Hoy comienza mi aventura. He preparado un hatillo en el que
llevo lo imprescindible.
Estoy construyendo mi rinconcito de tranquilidad. Mi refugio. El
lugar al que voy a huir cada vez que me cueste respirar. Cada vez que sienta
sufrir a quien amo. Cada vez que el punto y coma que tatué en mi piel quiera
ser punto final... Aunque nadie me acompañe, iréis todos conmigo.
Me sentaré sobre mi zafu, sobre mi zafutón. Cerraré los ojos y
me trasladaré allí. A mi cabaña del árbol en un bosque (perdido) astur.
Y te abrazaré pequeña; te amaré, pequeño. Pensaré en ti,
cabeza de chorlito testaruda.
Iré generando mi mundo con todo lujo de detalles. Lo
visualizo. Me veo allí leyendo, con Morricone a modo de banda sonora y un
ligero olor a sándalo adornando la estancia.

-.-.-

Tareas del ejercicio:
A – Según el texto sobre el refugio, ¿dónde está situada la cabaña del árbol?
B – Prolonga el texto sobre el refugio a partir de su última oración.
Las filas no guardan relación con el texto sobre el refugio.

Entradas de etiquetado de segmentación:
-.-.-

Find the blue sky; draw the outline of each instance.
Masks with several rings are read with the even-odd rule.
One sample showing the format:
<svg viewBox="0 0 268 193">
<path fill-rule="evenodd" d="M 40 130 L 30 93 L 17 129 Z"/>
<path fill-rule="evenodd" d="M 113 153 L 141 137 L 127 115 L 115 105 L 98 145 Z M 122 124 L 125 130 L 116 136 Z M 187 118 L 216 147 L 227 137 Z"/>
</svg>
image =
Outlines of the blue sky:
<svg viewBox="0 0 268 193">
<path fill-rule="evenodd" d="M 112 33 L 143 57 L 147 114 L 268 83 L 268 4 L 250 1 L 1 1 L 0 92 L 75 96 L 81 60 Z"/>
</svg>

-.-.-

Respuestas por tarea:
A – En un bosque (perdido) astur.

B –
De vez en cuando bailaré, meditaré, me iré al lago próximo y
nadaré hasta su centro, desnuda de todo (prejuicios, ideas preconcebidas, de
cualquier ropa que de algún modo estorbe). Y descansaré allí, con
brazos y piernas extendidas, con el sol dorando mi torso. Y sentiré la quietud
que trae el agua. La calma que acompaña el estar sumergida un tanto, lo
suficiente para no escuchar nada más allá de tus pensamientos (casi puede oírse la sinapsis de tus neuronas...) Y simplemente, te dejas ir... Respiras, te
mantienes a flote. Dejas que la vida impregne cada poro de tu piel. Sientes una suerte de bautismo redentor.
Sales. Te secas tendida en la hierba al calor del astro rey.
Te vistes, regresas por el camino lleno de hojarasca, perenne en
estas tierras norteñas.
Y sonríes. Lo has conseguido. Puedes volver a la otra realidad a
sabiendas de que jamás te faltará cobijo. El que está en ti. Siempre lo
estuvo.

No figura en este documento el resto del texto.